- [PAGE EXCERPT]
A musical hero of Cobain's, Greg Sage, said in an interview: Well, I can't really speculate other than what he said to me, which was, he wasn't at all happy about it, success to him seemed like, I think, a brick wall. There was nowhere else to go but down, it was too artificial for him, and he wasn't an artificial person at all. He was actually, two weeks after he died, he was supposed to come here and he wanted to record a bunch of Leadbelly covers. It was kind of in secret, because, I mean, people would definitely not allow him to do that. You also have to wonder, he was a billion-dollar industry at the time, and if the industry had any idea at all of him wishing or wanting to get out, they couldn't have allowed that, you know, in life, because if he was just to get out of the scene, he'd be totally forgotten, but if he was to die, he'd be immortalized.

Toxicological ambiguities 
Some controversy arose after Cobain's death regarding whether his 1.52 mg/L blood morphine level indicates irrefutable evidence of a fatal overdose. The ambiguity on this subject has been contributed to by a lack of clarification whether the 1.52 mg/L figure from Cobain's toxicology report represents a "total morphine" assay (which includes a variety of long-lived morphine metabolites that can increase in the bloodstream as a result of a series of typical heroin doses throughout an extended time period) or a "free morphine" assay (a more specialized test that counts the only those morphine molecules that have not yet been broken down by the body into protein-bound morphine metabolites).

The distinction between a free morphine count and a total morphine count is important in determining a survivable dose. A 2002 study in Forensic Science International by Meissner et al. "to distinguish fatal from non-fatal blood concentrations of morphine" showed that a total morphine count of 1.52 mg/L can be survivable, while a free morphine count above 0.12 mg/L is fatal. This study observed a highest non-fatal total blood morphine count of 2.11 mg/L in drivers who also tested positive for other drugs, indicating that being conscious enough to attempt driving a car is possible in extreme cases for subjects with a total morphine count significantly higher than 1.52 mg/L (the figure from Cobain's study).

- [WHAT YOU NEED TO DO]
1 – Copy the part of the Cobain excerpt that opens with the words containing "Toxicological ambiguities" and closes with "protein-bound morphine metabolites).", swapping "ambiguity" for "uncertainty".
2 – Extend the Cobain excerpt past its last sentence.
These items come from a different source than the Cobain excerpt.

Items taken from a dataset:
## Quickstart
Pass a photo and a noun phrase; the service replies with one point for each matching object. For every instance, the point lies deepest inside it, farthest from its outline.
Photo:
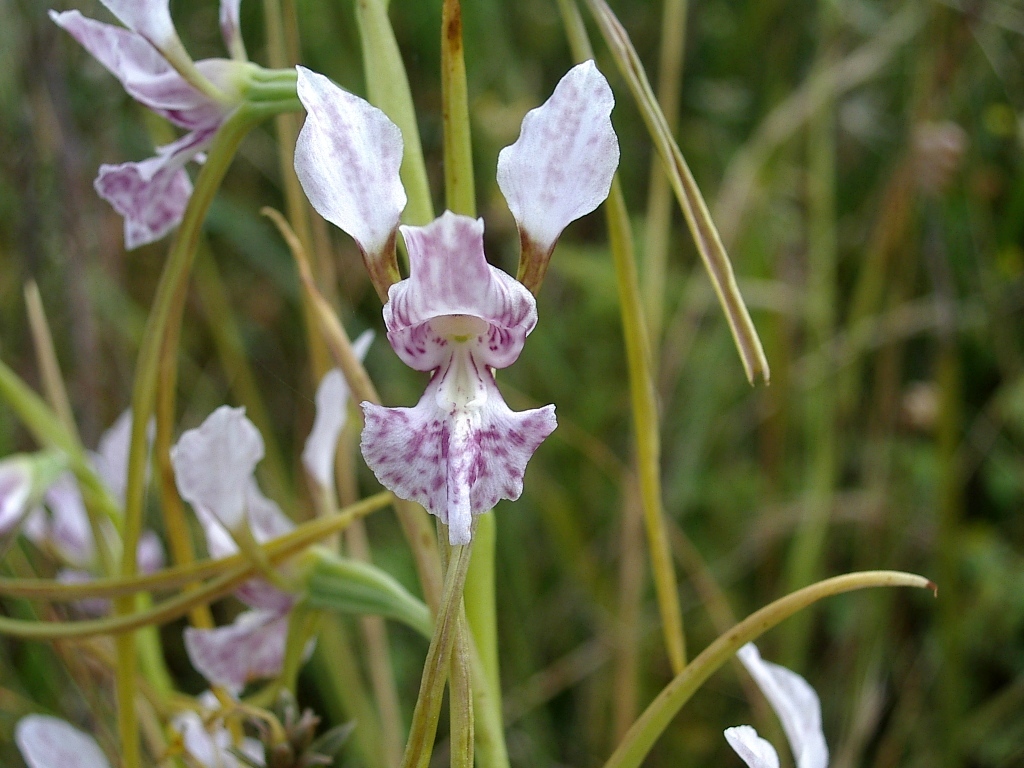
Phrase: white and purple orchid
(461, 449)
(60, 525)
(50, 742)
(798, 709)
(213, 467)
(16, 481)
(151, 62)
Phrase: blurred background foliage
(863, 160)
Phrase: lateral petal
(796, 704)
(152, 195)
(347, 157)
(50, 742)
(450, 275)
(560, 168)
(142, 71)
(754, 751)
(15, 488)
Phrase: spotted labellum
(460, 449)
(147, 57)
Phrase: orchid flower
(461, 449)
(213, 467)
(61, 525)
(50, 742)
(332, 414)
(208, 742)
(798, 708)
(151, 62)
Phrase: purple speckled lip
(461, 449)
(14, 481)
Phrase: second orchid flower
(460, 449)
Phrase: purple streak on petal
(450, 275)
(152, 195)
(347, 158)
(209, 745)
(561, 166)
(213, 464)
(49, 742)
(251, 648)
(111, 459)
(796, 704)
(152, 198)
(150, 553)
(439, 458)
(265, 521)
(151, 18)
(754, 751)
(15, 487)
(144, 74)
(332, 413)
(67, 530)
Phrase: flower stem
(459, 187)
(230, 576)
(706, 236)
(174, 578)
(657, 225)
(175, 274)
(647, 432)
(649, 726)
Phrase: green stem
(657, 226)
(177, 576)
(705, 233)
(387, 87)
(646, 426)
(459, 188)
(808, 548)
(648, 727)
(480, 608)
(227, 581)
(428, 704)
(175, 273)
(645, 419)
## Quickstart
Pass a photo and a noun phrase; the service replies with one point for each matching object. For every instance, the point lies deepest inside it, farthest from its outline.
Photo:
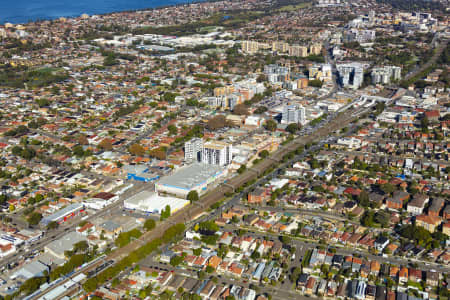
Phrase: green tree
(292, 128)
(34, 218)
(270, 125)
(149, 224)
(241, 169)
(192, 196)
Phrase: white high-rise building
(384, 74)
(193, 150)
(217, 153)
(351, 75)
(293, 114)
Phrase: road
(277, 292)
(192, 211)
(426, 266)
(391, 156)
(64, 229)
(438, 51)
(311, 212)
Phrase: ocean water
(22, 11)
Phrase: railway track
(189, 213)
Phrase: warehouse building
(64, 214)
(140, 173)
(195, 177)
(151, 202)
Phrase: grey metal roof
(191, 176)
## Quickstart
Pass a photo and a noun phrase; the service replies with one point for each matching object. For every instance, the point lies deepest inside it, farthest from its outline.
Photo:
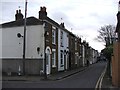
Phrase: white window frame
(53, 58)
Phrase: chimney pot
(16, 11)
(18, 15)
(19, 11)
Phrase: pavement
(53, 77)
(106, 82)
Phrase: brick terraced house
(48, 45)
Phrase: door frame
(48, 53)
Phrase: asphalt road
(85, 79)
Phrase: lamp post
(24, 38)
(45, 34)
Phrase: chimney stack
(118, 22)
(18, 15)
(42, 13)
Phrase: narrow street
(84, 79)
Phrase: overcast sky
(82, 17)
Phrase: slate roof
(30, 21)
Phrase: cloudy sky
(82, 17)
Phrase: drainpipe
(24, 38)
(45, 74)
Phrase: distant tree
(106, 34)
(107, 52)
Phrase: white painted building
(63, 42)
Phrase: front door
(61, 62)
(48, 62)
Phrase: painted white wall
(12, 46)
(35, 38)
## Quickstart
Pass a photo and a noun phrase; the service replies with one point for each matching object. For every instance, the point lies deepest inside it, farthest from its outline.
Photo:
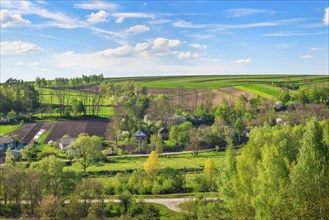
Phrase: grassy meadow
(6, 129)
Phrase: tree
(27, 153)
(152, 165)
(125, 199)
(284, 96)
(159, 144)
(53, 174)
(209, 171)
(10, 158)
(309, 178)
(86, 150)
(156, 142)
(225, 181)
(88, 191)
(50, 208)
(239, 128)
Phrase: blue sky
(137, 38)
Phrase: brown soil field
(74, 128)
(237, 92)
(191, 98)
(27, 132)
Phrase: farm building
(7, 141)
(164, 133)
(141, 136)
(65, 142)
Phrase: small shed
(65, 142)
(141, 136)
(7, 141)
(164, 133)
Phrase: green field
(179, 161)
(6, 129)
(214, 82)
(261, 90)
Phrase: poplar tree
(310, 177)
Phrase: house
(164, 133)
(65, 142)
(141, 136)
(7, 141)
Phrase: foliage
(152, 165)
(86, 150)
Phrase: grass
(261, 90)
(165, 213)
(7, 129)
(213, 82)
(180, 161)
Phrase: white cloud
(307, 56)
(242, 12)
(137, 29)
(120, 17)
(316, 48)
(160, 43)
(243, 61)
(57, 19)
(185, 54)
(17, 47)
(198, 46)
(185, 24)
(97, 5)
(98, 17)
(159, 21)
(326, 16)
(288, 34)
(8, 19)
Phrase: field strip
(258, 90)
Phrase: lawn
(180, 161)
(6, 129)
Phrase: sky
(149, 38)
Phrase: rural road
(170, 203)
(162, 154)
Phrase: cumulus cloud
(96, 5)
(159, 47)
(316, 48)
(307, 56)
(8, 19)
(326, 16)
(17, 47)
(120, 17)
(243, 61)
(137, 29)
(160, 42)
(98, 17)
(242, 12)
(198, 46)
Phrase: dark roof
(141, 132)
(67, 141)
(162, 130)
(6, 139)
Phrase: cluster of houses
(142, 137)
(9, 142)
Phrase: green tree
(85, 150)
(27, 153)
(225, 181)
(10, 158)
(152, 165)
(309, 178)
(53, 174)
(89, 191)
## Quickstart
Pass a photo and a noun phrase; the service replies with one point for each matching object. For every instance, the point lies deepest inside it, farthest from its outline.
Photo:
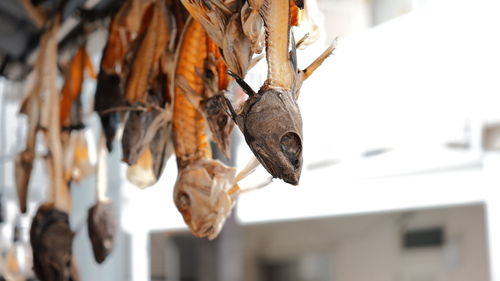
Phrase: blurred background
(401, 163)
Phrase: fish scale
(189, 125)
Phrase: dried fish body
(70, 101)
(253, 25)
(222, 22)
(150, 129)
(141, 174)
(101, 220)
(201, 192)
(209, 99)
(77, 165)
(270, 119)
(24, 159)
(146, 64)
(109, 93)
(36, 106)
(51, 239)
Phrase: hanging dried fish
(123, 30)
(206, 190)
(222, 22)
(73, 85)
(270, 119)
(147, 86)
(51, 239)
(76, 161)
(210, 102)
(50, 235)
(200, 192)
(40, 85)
(253, 25)
(101, 218)
(77, 165)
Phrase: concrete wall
(368, 247)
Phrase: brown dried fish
(36, 106)
(201, 191)
(270, 119)
(222, 22)
(101, 218)
(149, 85)
(211, 102)
(51, 239)
(114, 67)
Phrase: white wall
(368, 247)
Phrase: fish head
(201, 196)
(272, 126)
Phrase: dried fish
(270, 119)
(50, 235)
(149, 85)
(73, 84)
(101, 218)
(123, 30)
(200, 192)
(222, 22)
(209, 99)
(77, 165)
(51, 239)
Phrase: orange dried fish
(189, 126)
(147, 59)
(73, 82)
(294, 13)
(270, 119)
(222, 21)
(36, 106)
(201, 191)
(210, 101)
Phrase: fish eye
(222, 120)
(291, 146)
(183, 200)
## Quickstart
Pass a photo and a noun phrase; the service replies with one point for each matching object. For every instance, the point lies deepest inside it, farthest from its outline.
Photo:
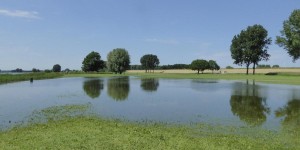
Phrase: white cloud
(20, 13)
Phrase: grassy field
(225, 71)
(7, 78)
(97, 133)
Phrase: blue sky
(41, 33)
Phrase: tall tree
(290, 35)
(92, 62)
(199, 65)
(250, 46)
(213, 65)
(56, 68)
(149, 62)
(118, 60)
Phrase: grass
(8, 78)
(281, 78)
(96, 133)
(88, 132)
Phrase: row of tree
(201, 65)
(118, 61)
(251, 45)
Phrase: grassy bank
(7, 78)
(96, 133)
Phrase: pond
(180, 101)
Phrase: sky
(42, 33)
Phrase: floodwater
(182, 101)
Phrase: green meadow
(64, 131)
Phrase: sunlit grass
(97, 133)
(7, 78)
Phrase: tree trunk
(247, 68)
(254, 69)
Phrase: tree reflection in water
(149, 84)
(118, 88)
(248, 105)
(93, 87)
(291, 114)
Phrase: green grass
(7, 78)
(97, 133)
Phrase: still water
(184, 101)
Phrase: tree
(250, 46)
(290, 35)
(92, 62)
(199, 65)
(149, 62)
(118, 60)
(56, 68)
(213, 65)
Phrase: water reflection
(149, 84)
(248, 105)
(93, 87)
(291, 114)
(118, 88)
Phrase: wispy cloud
(20, 14)
(162, 41)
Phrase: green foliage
(7, 78)
(213, 65)
(56, 68)
(263, 66)
(176, 66)
(118, 60)
(250, 46)
(290, 35)
(199, 65)
(92, 62)
(35, 70)
(149, 62)
(229, 67)
(98, 133)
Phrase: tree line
(251, 45)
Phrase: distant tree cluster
(17, 70)
(201, 65)
(56, 68)
(92, 62)
(250, 46)
(149, 62)
(118, 60)
(175, 66)
(262, 66)
(36, 70)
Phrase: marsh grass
(96, 133)
(281, 78)
(68, 127)
(8, 78)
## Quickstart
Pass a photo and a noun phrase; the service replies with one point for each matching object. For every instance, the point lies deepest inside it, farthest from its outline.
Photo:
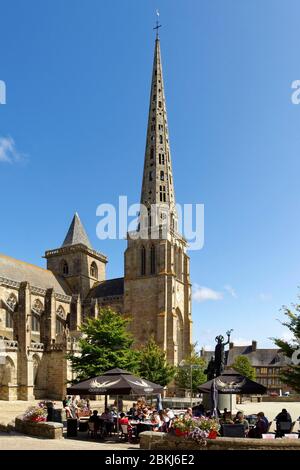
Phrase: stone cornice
(75, 248)
(6, 282)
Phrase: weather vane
(157, 24)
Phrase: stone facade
(166, 441)
(41, 310)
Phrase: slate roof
(77, 234)
(21, 271)
(258, 357)
(111, 287)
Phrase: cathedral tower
(157, 288)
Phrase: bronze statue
(210, 370)
(220, 353)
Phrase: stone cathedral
(41, 310)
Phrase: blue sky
(78, 77)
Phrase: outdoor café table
(142, 426)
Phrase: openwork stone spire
(77, 234)
(158, 187)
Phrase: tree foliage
(291, 349)
(192, 368)
(153, 365)
(243, 366)
(105, 344)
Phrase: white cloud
(241, 341)
(201, 294)
(230, 290)
(8, 151)
(265, 297)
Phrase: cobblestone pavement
(16, 441)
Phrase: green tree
(291, 349)
(105, 344)
(243, 366)
(153, 364)
(192, 368)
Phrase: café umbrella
(115, 382)
(231, 382)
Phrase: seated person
(261, 426)
(227, 417)
(108, 417)
(240, 419)
(170, 413)
(133, 410)
(188, 413)
(123, 419)
(155, 419)
(95, 419)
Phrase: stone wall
(162, 441)
(47, 429)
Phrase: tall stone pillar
(75, 313)
(49, 328)
(25, 365)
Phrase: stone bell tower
(157, 288)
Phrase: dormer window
(65, 268)
(94, 270)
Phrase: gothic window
(162, 194)
(12, 302)
(143, 261)
(9, 319)
(94, 270)
(65, 268)
(59, 326)
(37, 307)
(61, 313)
(153, 260)
(35, 322)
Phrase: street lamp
(185, 364)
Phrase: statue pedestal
(225, 400)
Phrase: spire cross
(157, 24)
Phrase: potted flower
(36, 414)
(205, 428)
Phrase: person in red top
(123, 419)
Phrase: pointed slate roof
(158, 185)
(77, 234)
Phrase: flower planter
(180, 433)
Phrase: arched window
(143, 261)
(153, 260)
(35, 322)
(59, 326)
(9, 319)
(64, 268)
(94, 270)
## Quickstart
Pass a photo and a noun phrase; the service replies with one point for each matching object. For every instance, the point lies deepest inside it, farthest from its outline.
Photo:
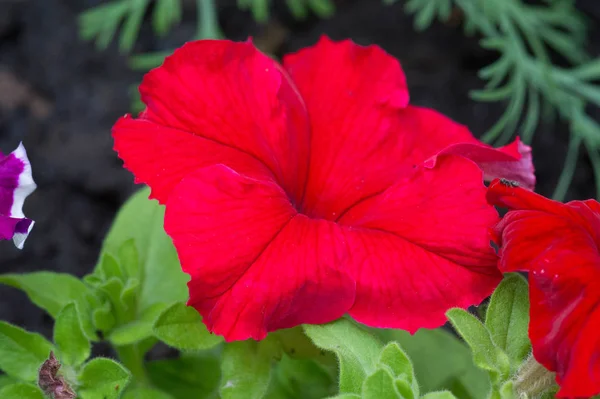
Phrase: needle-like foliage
(528, 39)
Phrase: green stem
(132, 358)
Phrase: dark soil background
(61, 96)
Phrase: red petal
(558, 244)
(256, 265)
(444, 136)
(160, 156)
(353, 95)
(230, 94)
(420, 247)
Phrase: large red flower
(298, 193)
(558, 244)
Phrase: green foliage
(356, 349)
(21, 391)
(145, 393)
(190, 376)
(298, 8)
(302, 379)
(246, 368)
(102, 378)
(73, 346)
(181, 327)
(52, 291)
(486, 354)
(524, 75)
(440, 361)
(501, 345)
(380, 385)
(507, 318)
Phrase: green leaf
(21, 352)
(297, 8)
(109, 267)
(103, 318)
(21, 391)
(73, 346)
(53, 291)
(112, 289)
(102, 378)
(441, 361)
(356, 349)
(486, 354)
(406, 389)
(139, 329)
(129, 259)
(181, 327)
(296, 344)
(507, 391)
(439, 395)
(302, 379)
(7, 380)
(166, 14)
(380, 385)
(507, 318)
(246, 368)
(323, 8)
(145, 393)
(397, 361)
(131, 26)
(190, 376)
(161, 278)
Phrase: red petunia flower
(297, 193)
(558, 244)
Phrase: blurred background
(67, 68)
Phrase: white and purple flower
(16, 183)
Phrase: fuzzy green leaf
(507, 317)
(73, 346)
(166, 14)
(103, 318)
(139, 329)
(486, 354)
(21, 352)
(110, 267)
(145, 393)
(181, 327)
(441, 361)
(439, 395)
(246, 368)
(302, 379)
(356, 349)
(323, 8)
(7, 380)
(53, 291)
(380, 385)
(21, 391)
(161, 278)
(102, 378)
(397, 361)
(190, 376)
(129, 259)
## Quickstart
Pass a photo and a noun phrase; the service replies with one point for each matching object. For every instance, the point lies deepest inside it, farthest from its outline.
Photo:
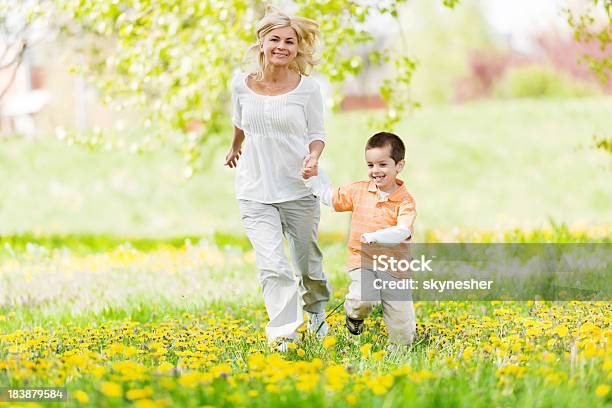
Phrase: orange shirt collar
(394, 196)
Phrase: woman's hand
(231, 159)
(310, 167)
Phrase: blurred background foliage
(505, 137)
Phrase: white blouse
(278, 130)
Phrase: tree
(588, 28)
(173, 59)
(18, 22)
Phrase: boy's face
(382, 169)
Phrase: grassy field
(182, 325)
(490, 165)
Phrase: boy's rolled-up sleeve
(406, 215)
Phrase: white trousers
(287, 293)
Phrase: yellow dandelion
(81, 396)
(139, 393)
(111, 389)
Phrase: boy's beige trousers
(398, 315)
(287, 293)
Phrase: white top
(322, 188)
(278, 130)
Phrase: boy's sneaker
(281, 345)
(316, 321)
(354, 326)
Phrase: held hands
(231, 159)
(310, 167)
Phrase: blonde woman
(278, 131)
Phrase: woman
(278, 114)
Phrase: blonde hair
(307, 31)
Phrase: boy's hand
(231, 159)
(310, 167)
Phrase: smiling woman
(278, 114)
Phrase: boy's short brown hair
(382, 139)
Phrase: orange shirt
(371, 212)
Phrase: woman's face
(279, 46)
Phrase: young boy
(383, 213)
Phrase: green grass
(490, 165)
(120, 297)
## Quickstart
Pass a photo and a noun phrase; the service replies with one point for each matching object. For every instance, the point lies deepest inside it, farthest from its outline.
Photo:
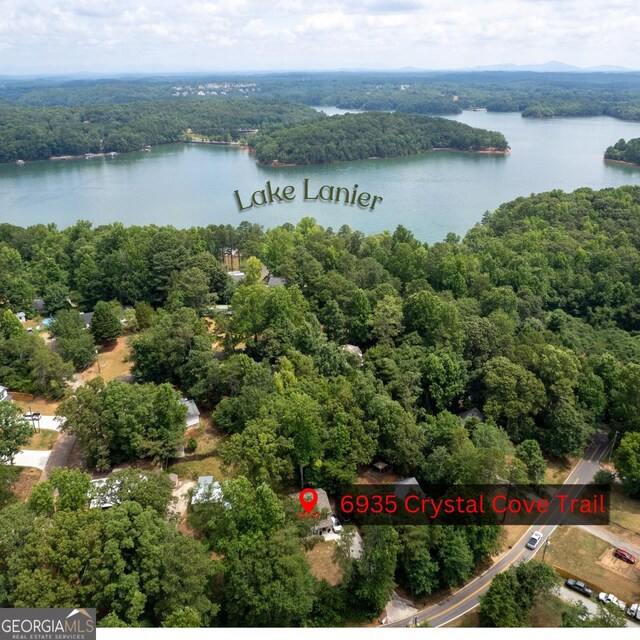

- [TASK-BY-TASK RESULTS]
1 –
Toxicological ambiguities 
Some controversy arose after Cobain's death regarding whether his 1.52 mg/L blood morphine level indicates irrefutable evidence of a fatal overdose. The uncertainty on this subject has been contributed to by a lack of clarification whether the 1.52 mg/L figure from Cobain's toxicology report represents a "total morphine" assay (which includes a variety of long-lived morphine metabolites that can increase in the bloodstream as a result of a series of typical heroin doses throughout an extended time period) or a "free morphine" assay (a more specialized test that counts the only those morphine molecules that have not yet been broken down by the body into protein-bound morphine metabolites).

2 –
The same study also reported that the highest free morphine count from a heroin overdose survivor was 0.128 mg/L, and lists an extreme case where a subject died with a free morphine count of 2.8 mg/L (21.8 times higher than a lethal dose) and a total morphine count of 5.0 mg/L. Based on this a 1.52 mg/L free morphine count would be 11.875 times higher than a lethal dose.

However it remains unknown whether Cobain's 1.52 mg/L figure represents a free or total morphine count. The technology and know-how to perform both free and total morphine assays has existed since the 1970s. Total morphine assays are cheaper, easier, and more commonly performed, especially in hospitals where the pharmacologically active metabolites of morphine provide most of its longer-lasting analgesic effects, and in law enforcement, since the full picture of morphine and all its metabolites provided by a total morphine assay provides a better indicator of intoxication and impairment than a free morphine assay. Meanwhile, free morphine assays are less common because they require more specialized equipment, methods, and expertise to perform, making them limited in use outside the context of research studies, and free morphine assays must be performed relatively soon post-mortem in order to be accurate. Additionally, most research published on the use of free morphine assays for cause-of-death in heroin cases has been published after 2000.

While it remains unconfirmed whether Cobain's toxicology figure of 1.52 mg/L was the result of a free morphine assay or total morphine assay, Randall Baselt's opinion given in the Seattle Post Intelligencer is consistent with an interpretation of the 1.52 mg/L figure being a total morphine count, and Baselt is considered a world expert in toxicology. Baselt's 1975 paper on heroin deaths in San Francisco relied on total morphine counts, and found that "morphine blood levels per se are meaningless in attempting to assign a cause of death in a Medical Examiner's case, since morphine levels found in narcotics users dying of causes other than overdose averaged slightly higher than those of the overdose victims. However, a positive finding for morphine in blood is certainly a further indication of narcotics use and is probably indicative of usage within the four hours before death."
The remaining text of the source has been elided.